How many of the lines below contain the word "gray"? Reply with the number only.
▽
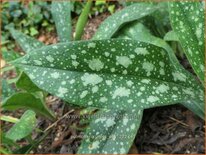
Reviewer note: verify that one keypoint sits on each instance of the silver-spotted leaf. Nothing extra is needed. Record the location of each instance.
(61, 12)
(138, 31)
(187, 20)
(117, 73)
(25, 83)
(23, 127)
(128, 14)
(111, 132)
(171, 36)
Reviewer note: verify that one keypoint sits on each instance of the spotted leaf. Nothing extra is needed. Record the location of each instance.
(23, 127)
(111, 132)
(128, 14)
(138, 31)
(171, 36)
(117, 73)
(61, 12)
(187, 20)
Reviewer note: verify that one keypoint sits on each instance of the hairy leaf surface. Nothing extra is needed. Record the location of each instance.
(111, 132)
(119, 74)
(187, 20)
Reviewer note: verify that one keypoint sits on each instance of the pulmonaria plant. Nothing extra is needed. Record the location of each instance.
(121, 71)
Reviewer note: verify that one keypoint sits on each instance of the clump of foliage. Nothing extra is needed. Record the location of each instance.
(121, 71)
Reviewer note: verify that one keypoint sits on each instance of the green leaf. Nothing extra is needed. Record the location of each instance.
(187, 20)
(111, 132)
(112, 74)
(138, 31)
(25, 83)
(128, 14)
(10, 55)
(82, 20)
(9, 119)
(6, 141)
(61, 12)
(24, 127)
(27, 101)
(171, 36)
(26, 43)
(7, 90)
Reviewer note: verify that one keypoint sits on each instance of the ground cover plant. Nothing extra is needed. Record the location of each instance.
(127, 66)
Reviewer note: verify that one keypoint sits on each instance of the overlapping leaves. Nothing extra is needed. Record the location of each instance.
(95, 74)
(187, 19)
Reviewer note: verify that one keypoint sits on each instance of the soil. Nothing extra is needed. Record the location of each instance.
(169, 129)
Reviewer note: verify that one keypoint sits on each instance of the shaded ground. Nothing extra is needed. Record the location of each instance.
(170, 129)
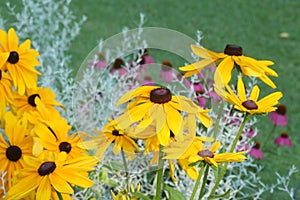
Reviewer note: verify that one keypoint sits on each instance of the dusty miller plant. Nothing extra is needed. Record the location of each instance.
(91, 99)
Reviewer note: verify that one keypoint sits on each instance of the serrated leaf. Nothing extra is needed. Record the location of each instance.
(140, 196)
(226, 195)
(174, 194)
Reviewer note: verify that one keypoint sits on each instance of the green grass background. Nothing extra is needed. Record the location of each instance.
(255, 25)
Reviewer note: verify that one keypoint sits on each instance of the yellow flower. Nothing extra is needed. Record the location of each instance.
(51, 172)
(233, 55)
(156, 104)
(251, 105)
(124, 195)
(179, 151)
(18, 144)
(197, 151)
(5, 91)
(112, 133)
(54, 137)
(19, 61)
(34, 97)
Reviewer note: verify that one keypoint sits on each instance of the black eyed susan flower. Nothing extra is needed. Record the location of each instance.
(53, 136)
(29, 102)
(19, 61)
(49, 172)
(250, 104)
(156, 104)
(17, 145)
(112, 133)
(233, 55)
(197, 151)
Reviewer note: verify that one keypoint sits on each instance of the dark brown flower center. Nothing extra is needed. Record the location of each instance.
(13, 153)
(256, 145)
(284, 135)
(250, 105)
(166, 65)
(206, 153)
(51, 130)
(46, 168)
(31, 99)
(116, 133)
(13, 57)
(233, 50)
(281, 109)
(160, 95)
(65, 146)
(118, 63)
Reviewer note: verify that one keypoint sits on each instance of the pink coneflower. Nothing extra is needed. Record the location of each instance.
(167, 71)
(118, 66)
(279, 117)
(283, 139)
(148, 80)
(185, 81)
(201, 101)
(256, 152)
(251, 133)
(198, 88)
(214, 97)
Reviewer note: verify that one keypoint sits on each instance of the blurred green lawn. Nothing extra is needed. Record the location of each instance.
(255, 25)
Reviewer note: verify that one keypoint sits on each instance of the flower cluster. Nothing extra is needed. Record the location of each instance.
(169, 125)
(39, 158)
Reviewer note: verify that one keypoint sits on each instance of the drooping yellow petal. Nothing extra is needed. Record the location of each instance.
(224, 70)
(174, 119)
(215, 146)
(270, 100)
(254, 93)
(13, 40)
(241, 90)
(44, 189)
(24, 187)
(164, 135)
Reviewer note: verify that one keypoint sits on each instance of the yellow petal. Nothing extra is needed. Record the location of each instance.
(270, 100)
(254, 93)
(174, 119)
(44, 189)
(224, 70)
(13, 40)
(241, 90)
(215, 146)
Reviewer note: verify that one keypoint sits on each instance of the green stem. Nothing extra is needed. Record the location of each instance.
(159, 173)
(59, 195)
(220, 113)
(204, 182)
(269, 135)
(126, 170)
(197, 182)
(231, 150)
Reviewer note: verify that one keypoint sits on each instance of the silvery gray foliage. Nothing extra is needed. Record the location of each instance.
(91, 100)
(51, 26)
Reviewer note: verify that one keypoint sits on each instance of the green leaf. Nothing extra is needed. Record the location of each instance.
(226, 195)
(174, 194)
(140, 196)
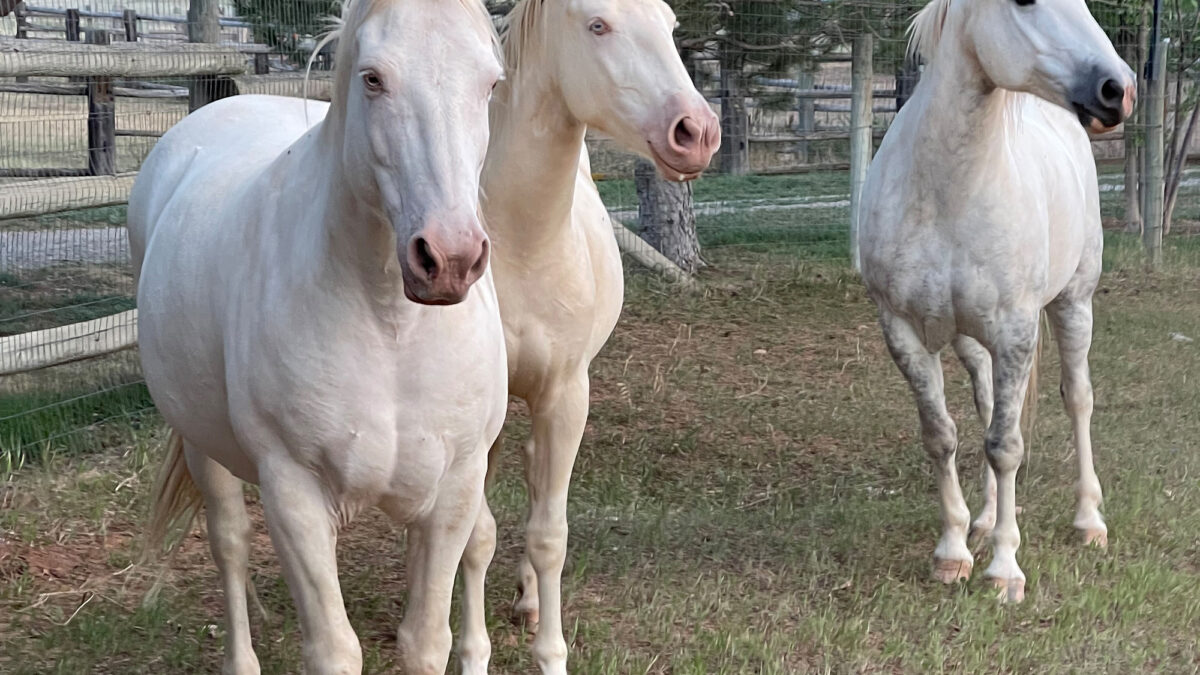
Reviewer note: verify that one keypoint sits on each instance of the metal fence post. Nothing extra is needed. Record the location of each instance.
(1152, 205)
(101, 117)
(861, 142)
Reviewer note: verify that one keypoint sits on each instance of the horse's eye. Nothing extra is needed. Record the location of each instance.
(372, 82)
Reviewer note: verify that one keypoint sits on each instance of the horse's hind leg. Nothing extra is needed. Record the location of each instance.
(952, 559)
(229, 541)
(1072, 321)
(475, 647)
(978, 363)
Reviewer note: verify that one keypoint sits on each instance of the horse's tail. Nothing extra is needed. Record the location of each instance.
(174, 503)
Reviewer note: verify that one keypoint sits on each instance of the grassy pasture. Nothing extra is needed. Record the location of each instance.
(750, 497)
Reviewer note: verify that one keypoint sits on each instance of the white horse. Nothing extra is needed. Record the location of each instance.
(981, 209)
(285, 275)
(610, 65)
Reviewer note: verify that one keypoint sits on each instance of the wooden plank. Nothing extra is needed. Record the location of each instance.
(321, 88)
(66, 344)
(79, 89)
(48, 172)
(648, 256)
(49, 196)
(55, 58)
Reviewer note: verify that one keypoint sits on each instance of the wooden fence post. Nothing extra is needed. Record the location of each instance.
(862, 103)
(1152, 204)
(735, 151)
(21, 13)
(203, 25)
(130, 18)
(72, 25)
(101, 118)
(805, 114)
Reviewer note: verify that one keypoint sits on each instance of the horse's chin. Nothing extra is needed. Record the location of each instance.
(1091, 123)
(436, 302)
(670, 172)
(1098, 127)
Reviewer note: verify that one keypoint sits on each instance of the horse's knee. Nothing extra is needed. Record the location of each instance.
(941, 440)
(481, 545)
(1005, 451)
(339, 658)
(546, 544)
(1077, 395)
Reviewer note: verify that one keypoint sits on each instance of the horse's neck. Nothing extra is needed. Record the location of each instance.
(337, 233)
(964, 120)
(528, 180)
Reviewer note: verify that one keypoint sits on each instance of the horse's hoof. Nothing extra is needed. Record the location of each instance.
(1096, 537)
(952, 571)
(1009, 591)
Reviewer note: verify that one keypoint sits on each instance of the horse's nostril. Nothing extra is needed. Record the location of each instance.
(425, 257)
(481, 262)
(1111, 93)
(684, 137)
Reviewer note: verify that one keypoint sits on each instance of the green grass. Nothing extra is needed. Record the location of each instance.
(718, 187)
(100, 216)
(750, 497)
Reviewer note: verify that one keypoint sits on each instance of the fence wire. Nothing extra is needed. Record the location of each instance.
(85, 90)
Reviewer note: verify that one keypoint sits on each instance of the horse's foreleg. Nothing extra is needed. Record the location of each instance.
(303, 527)
(475, 647)
(1013, 359)
(558, 422)
(229, 530)
(978, 363)
(952, 559)
(1072, 321)
(436, 544)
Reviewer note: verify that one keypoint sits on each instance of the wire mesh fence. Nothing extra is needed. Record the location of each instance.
(85, 90)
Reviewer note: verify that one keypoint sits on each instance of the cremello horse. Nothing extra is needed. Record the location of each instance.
(610, 65)
(981, 209)
(285, 276)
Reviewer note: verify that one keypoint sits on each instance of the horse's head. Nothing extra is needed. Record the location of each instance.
(414, 81)
(1053, 49)
(619, 72)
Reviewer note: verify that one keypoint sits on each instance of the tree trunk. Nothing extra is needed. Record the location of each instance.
(665, 216)
(907, 76)
(1175, 175)
(735, 153)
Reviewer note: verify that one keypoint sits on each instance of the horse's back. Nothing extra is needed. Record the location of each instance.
(217, 145)
(943, 242)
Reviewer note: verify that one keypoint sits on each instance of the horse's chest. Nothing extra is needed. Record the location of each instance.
(378, 416)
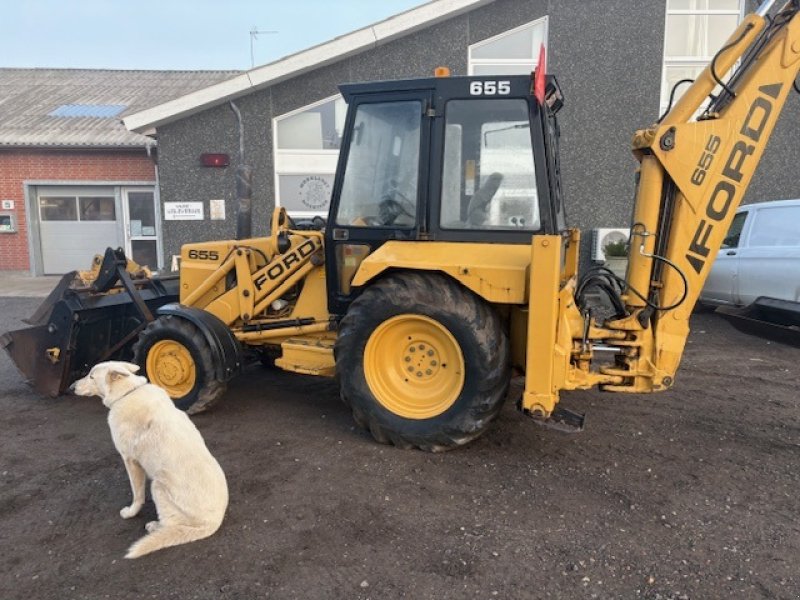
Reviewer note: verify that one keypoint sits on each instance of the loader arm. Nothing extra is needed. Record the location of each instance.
(694, 172)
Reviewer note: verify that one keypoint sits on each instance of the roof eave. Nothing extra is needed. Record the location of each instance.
(302, 62)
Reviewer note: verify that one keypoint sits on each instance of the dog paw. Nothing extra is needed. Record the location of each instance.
(130, 511)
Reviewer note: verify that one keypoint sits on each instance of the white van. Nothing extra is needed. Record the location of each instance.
(759, 257)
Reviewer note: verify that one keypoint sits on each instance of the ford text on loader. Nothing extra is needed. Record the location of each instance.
(446, 261)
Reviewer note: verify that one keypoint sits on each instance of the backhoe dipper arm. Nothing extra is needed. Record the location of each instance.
(694, 173)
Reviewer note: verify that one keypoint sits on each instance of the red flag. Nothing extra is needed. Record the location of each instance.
(539, 77)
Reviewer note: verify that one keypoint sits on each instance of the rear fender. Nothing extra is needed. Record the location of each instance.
(225, 348)
(496, 272)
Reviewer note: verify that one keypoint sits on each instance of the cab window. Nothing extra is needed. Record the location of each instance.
(488, 175)
(380, 179)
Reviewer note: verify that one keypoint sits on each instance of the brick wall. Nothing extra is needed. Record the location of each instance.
(19, 165)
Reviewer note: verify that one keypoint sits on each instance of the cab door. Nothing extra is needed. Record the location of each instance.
(380, 184)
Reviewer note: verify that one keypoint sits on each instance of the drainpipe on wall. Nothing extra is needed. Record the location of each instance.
(244, 186)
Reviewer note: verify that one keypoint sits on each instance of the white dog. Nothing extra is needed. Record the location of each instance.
(158, 441)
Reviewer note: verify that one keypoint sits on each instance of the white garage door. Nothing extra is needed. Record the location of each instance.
(76, 225)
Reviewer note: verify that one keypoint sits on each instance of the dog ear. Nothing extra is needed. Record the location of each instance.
(115, 374)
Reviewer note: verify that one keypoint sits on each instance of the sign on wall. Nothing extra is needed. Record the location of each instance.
(183, 211)
(216, 208)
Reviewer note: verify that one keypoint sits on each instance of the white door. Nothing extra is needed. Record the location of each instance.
(75, 225)
(142, 243)
(721, 285)
(769, 263)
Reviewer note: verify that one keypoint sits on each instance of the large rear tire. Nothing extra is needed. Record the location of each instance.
(422, 362)
(175, 355)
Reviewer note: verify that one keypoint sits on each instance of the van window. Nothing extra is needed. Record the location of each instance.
(734, 233)
(776, 226)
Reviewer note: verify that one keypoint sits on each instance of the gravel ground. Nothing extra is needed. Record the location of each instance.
(690, 493)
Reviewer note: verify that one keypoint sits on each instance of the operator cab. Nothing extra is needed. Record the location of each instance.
(459, 159)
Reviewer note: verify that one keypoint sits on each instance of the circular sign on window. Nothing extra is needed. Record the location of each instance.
(315, 192)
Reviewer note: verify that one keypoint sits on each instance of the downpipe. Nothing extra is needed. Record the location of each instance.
(244, 186)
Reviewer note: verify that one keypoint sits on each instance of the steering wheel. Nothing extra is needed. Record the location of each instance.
(394, 205)
(479, 205)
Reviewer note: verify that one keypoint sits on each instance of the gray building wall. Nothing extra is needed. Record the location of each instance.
(607, 55)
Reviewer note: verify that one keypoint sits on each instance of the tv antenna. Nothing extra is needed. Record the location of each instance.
(254, 33)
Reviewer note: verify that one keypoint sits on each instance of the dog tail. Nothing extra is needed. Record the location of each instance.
(166, 536)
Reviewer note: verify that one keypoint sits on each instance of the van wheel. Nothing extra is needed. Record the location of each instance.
(422, 362)
(175, 356)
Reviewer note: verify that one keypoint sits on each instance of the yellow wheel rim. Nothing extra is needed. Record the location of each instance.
(170, 366)
(414, 366)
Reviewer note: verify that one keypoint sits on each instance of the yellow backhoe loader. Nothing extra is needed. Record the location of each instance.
(446, 262)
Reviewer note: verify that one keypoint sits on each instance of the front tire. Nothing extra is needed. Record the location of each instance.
(422, 362)
(175, 356)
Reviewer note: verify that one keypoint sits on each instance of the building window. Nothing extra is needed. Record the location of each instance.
(80, 208)
(514, 52)
(695, 31)
(307, 144)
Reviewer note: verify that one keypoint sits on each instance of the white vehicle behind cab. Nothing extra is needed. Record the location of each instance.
(759, 257)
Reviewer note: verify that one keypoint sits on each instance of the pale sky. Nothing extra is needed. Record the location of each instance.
(174, 34)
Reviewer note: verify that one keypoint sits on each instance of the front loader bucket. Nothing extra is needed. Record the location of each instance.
(771, 318)
(76, 328)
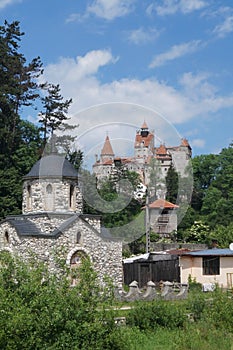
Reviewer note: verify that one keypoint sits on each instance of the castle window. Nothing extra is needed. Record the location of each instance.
(6, 236)
(49, 189)
(72, 196)
(49, 197)
(29, 197)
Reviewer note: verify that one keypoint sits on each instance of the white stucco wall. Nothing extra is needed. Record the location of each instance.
(193, 266)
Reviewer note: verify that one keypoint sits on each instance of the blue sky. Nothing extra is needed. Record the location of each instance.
(173, 57)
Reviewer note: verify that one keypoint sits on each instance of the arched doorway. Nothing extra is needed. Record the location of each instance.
(75, 262)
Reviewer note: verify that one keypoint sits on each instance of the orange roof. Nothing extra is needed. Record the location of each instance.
(107, 148)
(184, 142)
(161, 150)
(146, 139)
(144, 125)
(162, 203)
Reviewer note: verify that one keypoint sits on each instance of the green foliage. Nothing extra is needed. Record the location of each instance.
(42, 311)
(150, 316)
(55, 109)
(198, 233)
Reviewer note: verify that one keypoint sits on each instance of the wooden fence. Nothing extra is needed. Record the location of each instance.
(164, 269)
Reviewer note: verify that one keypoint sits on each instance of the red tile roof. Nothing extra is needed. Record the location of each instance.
(162, 203)
(107, 148)
(144, 125)
(161, 150)
(145, 139)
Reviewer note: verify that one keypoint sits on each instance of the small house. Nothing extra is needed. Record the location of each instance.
(208, 267)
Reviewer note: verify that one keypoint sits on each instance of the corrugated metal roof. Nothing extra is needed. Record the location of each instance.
(23, 226)
(53, 165)
(208, 252)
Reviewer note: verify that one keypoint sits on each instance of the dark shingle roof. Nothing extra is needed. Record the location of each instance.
(213, 252)
(52, 166)
(23, 226)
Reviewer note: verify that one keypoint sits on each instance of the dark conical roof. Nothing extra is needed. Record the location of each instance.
(53, 165)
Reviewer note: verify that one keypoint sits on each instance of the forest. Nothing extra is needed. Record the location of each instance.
(209, 215)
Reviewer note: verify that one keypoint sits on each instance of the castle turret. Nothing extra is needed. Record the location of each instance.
(107, 151)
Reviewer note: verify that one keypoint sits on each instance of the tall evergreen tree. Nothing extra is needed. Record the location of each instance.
(54, 113)
(18, 85)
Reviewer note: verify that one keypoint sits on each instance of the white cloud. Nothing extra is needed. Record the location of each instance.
(78, 79)
(4, 3)
(142, 36)
(224, 28)
(170, 7)
(70, 70)
(200, 143)
(110, 9)
(175, 51)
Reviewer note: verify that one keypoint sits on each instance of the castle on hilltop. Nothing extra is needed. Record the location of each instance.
(145, 153)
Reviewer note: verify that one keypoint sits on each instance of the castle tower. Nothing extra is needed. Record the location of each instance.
(144, 143)
(107, 153)
(52, 186)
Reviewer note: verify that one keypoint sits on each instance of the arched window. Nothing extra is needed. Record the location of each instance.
(49, 197)
(6, 237)
(49, 189)
(29, 197)
(72, 197)
(78, 237)
(75, 262)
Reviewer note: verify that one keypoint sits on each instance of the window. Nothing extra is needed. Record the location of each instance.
(78, 237)
(49, 197)
(49, 189)
(6, 237)
(72, 193)
(211, 265)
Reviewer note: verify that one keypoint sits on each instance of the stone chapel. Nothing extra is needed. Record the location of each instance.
(52, 222)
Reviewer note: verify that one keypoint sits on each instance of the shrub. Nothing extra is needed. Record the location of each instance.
(149, 316)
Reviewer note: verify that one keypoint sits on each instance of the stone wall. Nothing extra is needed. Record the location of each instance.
(57, 200)
(105, 254)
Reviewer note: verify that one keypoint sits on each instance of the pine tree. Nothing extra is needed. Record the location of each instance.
(55, 110)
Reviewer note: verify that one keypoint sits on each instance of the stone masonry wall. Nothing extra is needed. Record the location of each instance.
(105, 255)
(58, 200)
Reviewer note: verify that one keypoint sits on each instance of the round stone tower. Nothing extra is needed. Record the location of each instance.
(52, 186)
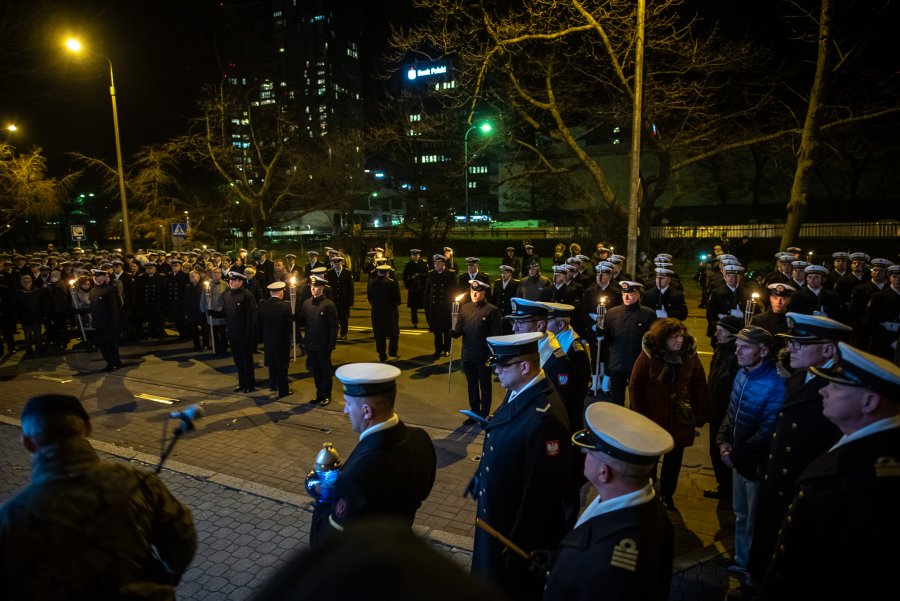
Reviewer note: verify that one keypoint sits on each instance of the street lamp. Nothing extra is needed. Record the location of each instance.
(75, 46)
(485, 128)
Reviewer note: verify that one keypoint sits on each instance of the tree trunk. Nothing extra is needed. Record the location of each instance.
(809, 140)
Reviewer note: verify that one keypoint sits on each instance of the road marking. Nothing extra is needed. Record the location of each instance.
(51, 379)
(156, 399)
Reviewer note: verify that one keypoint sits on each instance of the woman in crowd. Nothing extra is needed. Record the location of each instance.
(668, 385)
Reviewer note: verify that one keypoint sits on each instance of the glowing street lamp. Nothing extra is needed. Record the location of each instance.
(484, 128)
(75, 46)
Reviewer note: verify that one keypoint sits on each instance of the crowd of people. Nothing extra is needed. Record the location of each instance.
(604, 391)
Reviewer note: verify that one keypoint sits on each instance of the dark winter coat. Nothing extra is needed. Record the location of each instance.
(664, 384)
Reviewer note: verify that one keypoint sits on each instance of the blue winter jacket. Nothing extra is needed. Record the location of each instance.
(749, 422)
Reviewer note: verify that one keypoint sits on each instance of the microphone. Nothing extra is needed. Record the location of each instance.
(191, 414)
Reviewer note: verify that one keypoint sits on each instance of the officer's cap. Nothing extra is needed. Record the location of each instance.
(559, 310)
(526, 310)
(628, 286)
(781, 289)
(505, 348)
(816, 269)
(755, 335)
(54, 404)
(367, 379)
(731, 323)
(814, 328)
(858, 368)
(623, 434)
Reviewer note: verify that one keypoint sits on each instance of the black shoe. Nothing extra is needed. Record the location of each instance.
(713, 493)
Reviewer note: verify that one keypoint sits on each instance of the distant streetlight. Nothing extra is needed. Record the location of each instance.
(74, 45)
(485, 128)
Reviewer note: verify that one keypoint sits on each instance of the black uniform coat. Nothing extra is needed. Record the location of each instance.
(389, 473)
(475, 323)
(519, 486)
(839, 538)
(341, 287)
(801, 435)
(384, 297)
(624, 330)
(319, 317)
(414, 280)
(593, 559)
(882, 322)
(275, 327)
(440, 289)
(671, 300)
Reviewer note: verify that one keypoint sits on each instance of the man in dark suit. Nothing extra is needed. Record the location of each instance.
(623, 543)
(477, 320)
(383, 294)
(275, 324)
(391, 470)
(802, 433)
(341, 283)
(320, 318)
(843, 521)
(440, 289)
(505, 288)
(519, 484)
(662, 298)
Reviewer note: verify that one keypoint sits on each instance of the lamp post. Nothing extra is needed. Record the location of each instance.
(75, 46)
(485, 128)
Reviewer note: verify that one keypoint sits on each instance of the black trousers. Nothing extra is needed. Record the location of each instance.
(108, 341)
(478, 378)
(618, 385)
(668, 473)
(441, 342)
(319, 365)
(242, 351)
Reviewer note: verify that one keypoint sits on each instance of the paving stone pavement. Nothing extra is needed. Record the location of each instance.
(242, 473)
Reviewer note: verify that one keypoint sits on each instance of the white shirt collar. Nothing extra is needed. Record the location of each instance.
(388, 423)
(513, 393)
(599, 507)
(879, 426)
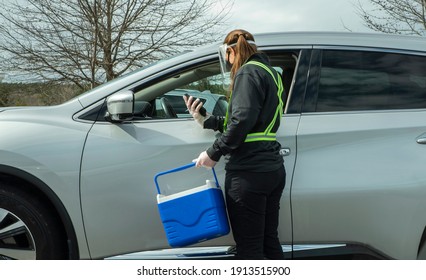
△
■ TASK OUTPUT
2